Problem description:
Please copy the data from the line containing "the stone wall." through the end of the data, both ends included, keeping every line but multiplying each coordinate in the answers by 0.35 and rounding to whole numbers, with halves rounded up.

======== The records

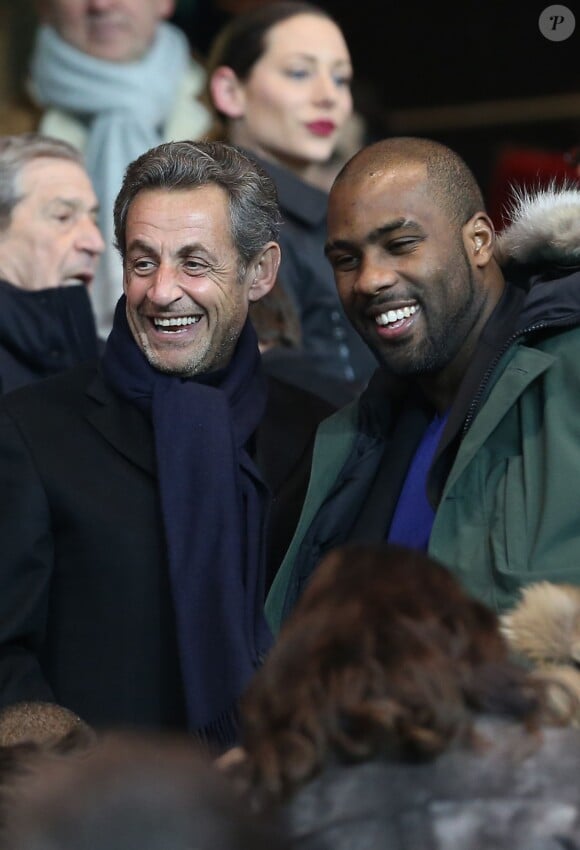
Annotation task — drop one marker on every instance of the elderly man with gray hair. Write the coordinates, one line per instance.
(49, 249)
(136, 546)
(114, 78)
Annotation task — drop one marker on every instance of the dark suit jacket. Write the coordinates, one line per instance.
(85, 611)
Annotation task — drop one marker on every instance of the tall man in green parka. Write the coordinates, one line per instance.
(466, 442)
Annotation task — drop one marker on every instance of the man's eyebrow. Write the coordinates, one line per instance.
(73, 204)
(193, 248)
(375, 235)
(141, 246)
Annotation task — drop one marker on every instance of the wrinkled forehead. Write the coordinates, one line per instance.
(366, 198)
(65, 10)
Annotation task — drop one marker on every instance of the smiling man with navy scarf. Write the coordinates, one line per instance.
(149, 495)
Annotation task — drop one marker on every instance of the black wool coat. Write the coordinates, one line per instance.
(86, 617)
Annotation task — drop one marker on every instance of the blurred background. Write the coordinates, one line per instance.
(477, 75)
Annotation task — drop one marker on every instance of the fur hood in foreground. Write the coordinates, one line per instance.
(544, 229)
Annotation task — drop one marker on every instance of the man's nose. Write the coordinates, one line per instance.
(164, 288)
(96, 6)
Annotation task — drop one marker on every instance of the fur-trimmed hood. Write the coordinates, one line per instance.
(544, 228)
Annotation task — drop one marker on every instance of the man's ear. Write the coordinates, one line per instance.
(264, 271)
(227, 92)
(479, 239)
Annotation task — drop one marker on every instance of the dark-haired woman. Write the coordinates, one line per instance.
(389, 716)
(279, 80)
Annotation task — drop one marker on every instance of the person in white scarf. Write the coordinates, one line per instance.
(115, 80)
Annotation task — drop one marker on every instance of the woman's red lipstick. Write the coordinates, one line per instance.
(322, 128)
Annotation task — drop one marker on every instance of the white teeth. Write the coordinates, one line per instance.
(175, 323)
(392, 316)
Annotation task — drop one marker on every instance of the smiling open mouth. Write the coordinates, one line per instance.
(393, 317)
(175, 324)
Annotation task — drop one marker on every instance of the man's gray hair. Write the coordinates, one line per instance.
(16, 152)
(253, 201)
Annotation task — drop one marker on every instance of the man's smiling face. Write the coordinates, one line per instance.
(402, 271)
(186, 299)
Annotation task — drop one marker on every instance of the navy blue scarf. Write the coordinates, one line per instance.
(214, 505)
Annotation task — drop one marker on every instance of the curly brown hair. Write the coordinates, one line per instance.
(385, 655)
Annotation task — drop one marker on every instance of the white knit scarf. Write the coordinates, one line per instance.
(123, 106)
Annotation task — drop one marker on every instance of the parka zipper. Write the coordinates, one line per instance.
(570, 321)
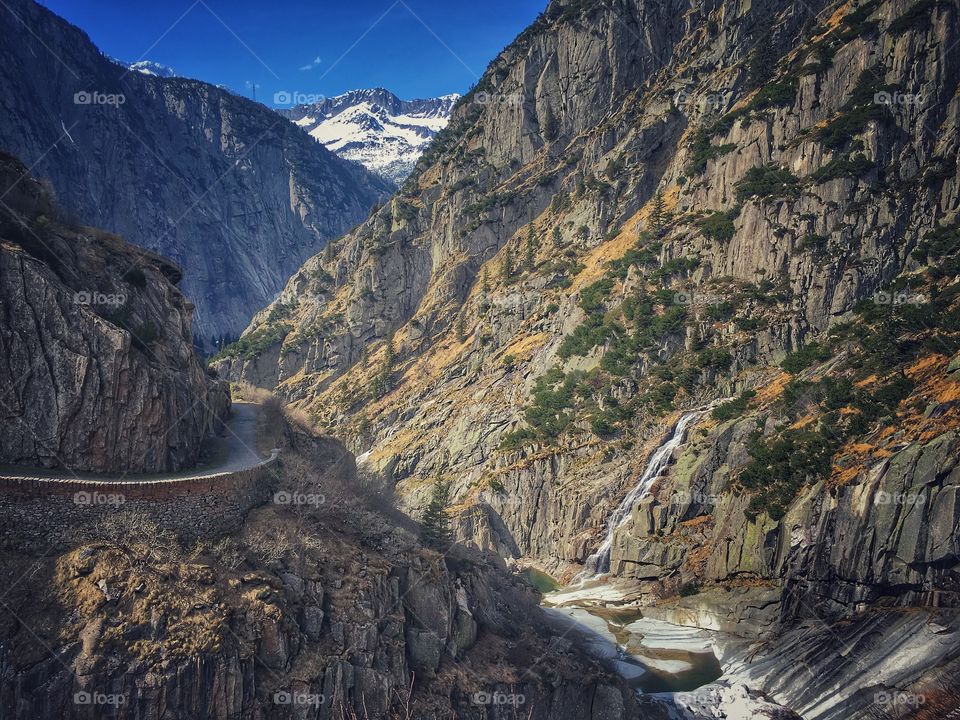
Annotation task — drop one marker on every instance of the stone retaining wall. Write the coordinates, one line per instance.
(39, 511)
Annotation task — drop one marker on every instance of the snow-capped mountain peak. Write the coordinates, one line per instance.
(148, 67)
(376, 128)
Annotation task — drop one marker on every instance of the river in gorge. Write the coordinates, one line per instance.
(603, 614)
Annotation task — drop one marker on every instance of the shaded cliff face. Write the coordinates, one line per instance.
(667, 202)
(223, 186)
(98, 371)
(324, 609)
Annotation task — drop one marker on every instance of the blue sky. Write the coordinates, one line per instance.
(415, 48)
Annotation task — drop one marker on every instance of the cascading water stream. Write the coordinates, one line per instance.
(599, 562)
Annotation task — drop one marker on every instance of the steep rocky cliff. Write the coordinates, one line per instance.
(223, 186)
(655, 207)
(98, 370)
(319, 607)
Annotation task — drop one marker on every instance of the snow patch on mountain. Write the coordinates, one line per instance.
(376, 128)
(148, 67)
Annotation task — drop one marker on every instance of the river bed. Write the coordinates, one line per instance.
(652, 655)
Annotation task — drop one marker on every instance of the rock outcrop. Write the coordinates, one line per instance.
(99, 371)
(321, 609)
(225, 187)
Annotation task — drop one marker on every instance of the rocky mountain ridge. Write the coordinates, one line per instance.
(656, 207)
(99, 371)
(374, 127)
(219, 184)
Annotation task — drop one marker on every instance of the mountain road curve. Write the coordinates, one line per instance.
(235, 449)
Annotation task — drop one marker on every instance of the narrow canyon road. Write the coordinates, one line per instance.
(234, 450)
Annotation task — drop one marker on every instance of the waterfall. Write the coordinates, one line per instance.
(599, 562)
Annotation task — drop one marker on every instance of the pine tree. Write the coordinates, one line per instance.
(506, 269)
(658, 214)
(549, 125)
(384, 380)
(435, 525)
(530, 257)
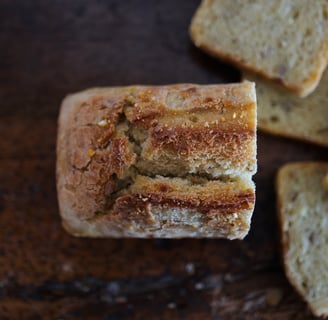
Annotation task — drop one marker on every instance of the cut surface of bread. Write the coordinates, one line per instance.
(284, 114)
(283, 40)
(303, 215)
(158, 161)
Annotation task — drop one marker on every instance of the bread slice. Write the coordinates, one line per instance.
(283, 40)
(303, 214)
(171, 161)
(284, 114)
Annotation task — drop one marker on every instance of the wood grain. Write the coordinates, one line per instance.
(52, 48)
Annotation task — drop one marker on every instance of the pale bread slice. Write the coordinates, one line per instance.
(284, 114)
(283, 40)
(303, 215)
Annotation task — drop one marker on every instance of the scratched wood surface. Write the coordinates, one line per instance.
(51, 48)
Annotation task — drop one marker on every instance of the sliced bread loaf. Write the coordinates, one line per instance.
(158, 161)
(283, 40)
(282, 113)
(303, 214)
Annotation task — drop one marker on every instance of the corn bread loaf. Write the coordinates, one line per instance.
(165, 161)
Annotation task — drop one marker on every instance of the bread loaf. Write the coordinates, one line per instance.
(284, 40)
(171, 161)
(303, 215)
(284, 114)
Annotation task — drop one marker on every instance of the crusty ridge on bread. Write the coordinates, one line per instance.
(170, 161)
(282, 113)
(284, 40)
(303, 215)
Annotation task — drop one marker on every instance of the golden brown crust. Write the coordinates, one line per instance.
(104, 135)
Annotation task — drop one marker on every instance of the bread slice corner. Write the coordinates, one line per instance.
(284, 114)
(303, 218)
(285, 41)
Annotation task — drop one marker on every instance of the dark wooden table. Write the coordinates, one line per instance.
(51, 48)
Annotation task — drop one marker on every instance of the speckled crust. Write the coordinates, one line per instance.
(170, 161)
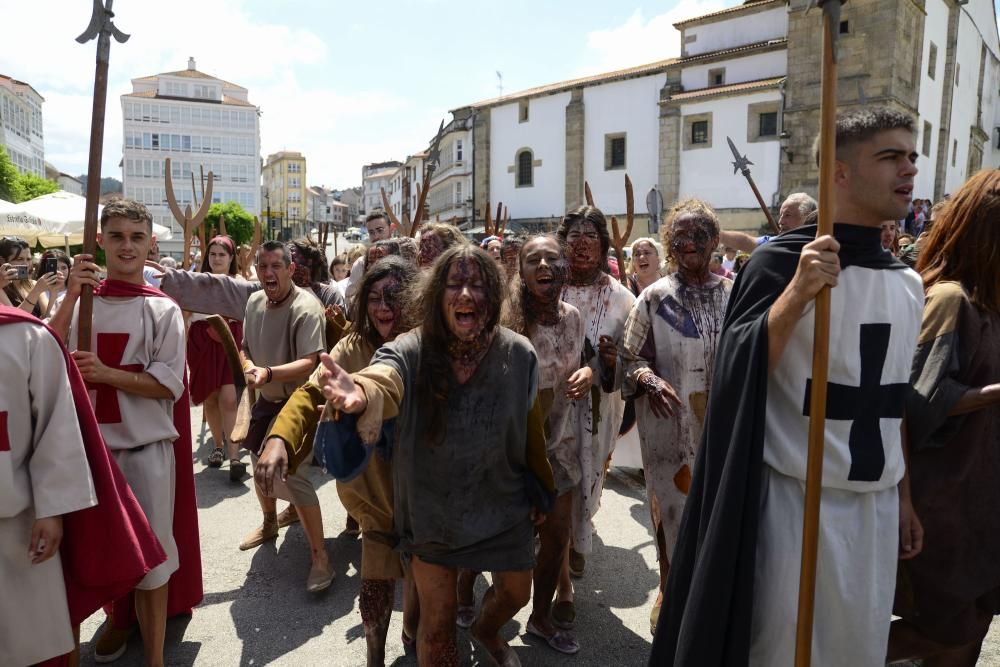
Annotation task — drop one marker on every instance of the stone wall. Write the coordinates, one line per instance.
(575, 116)
(481, 163)
(879, 58)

================

Answer below:
Annotation task — drop one marker on every instance of the stone wall. Write the coordinates, one line per instance.
(201, 41)
(168, 57)
(308, 20)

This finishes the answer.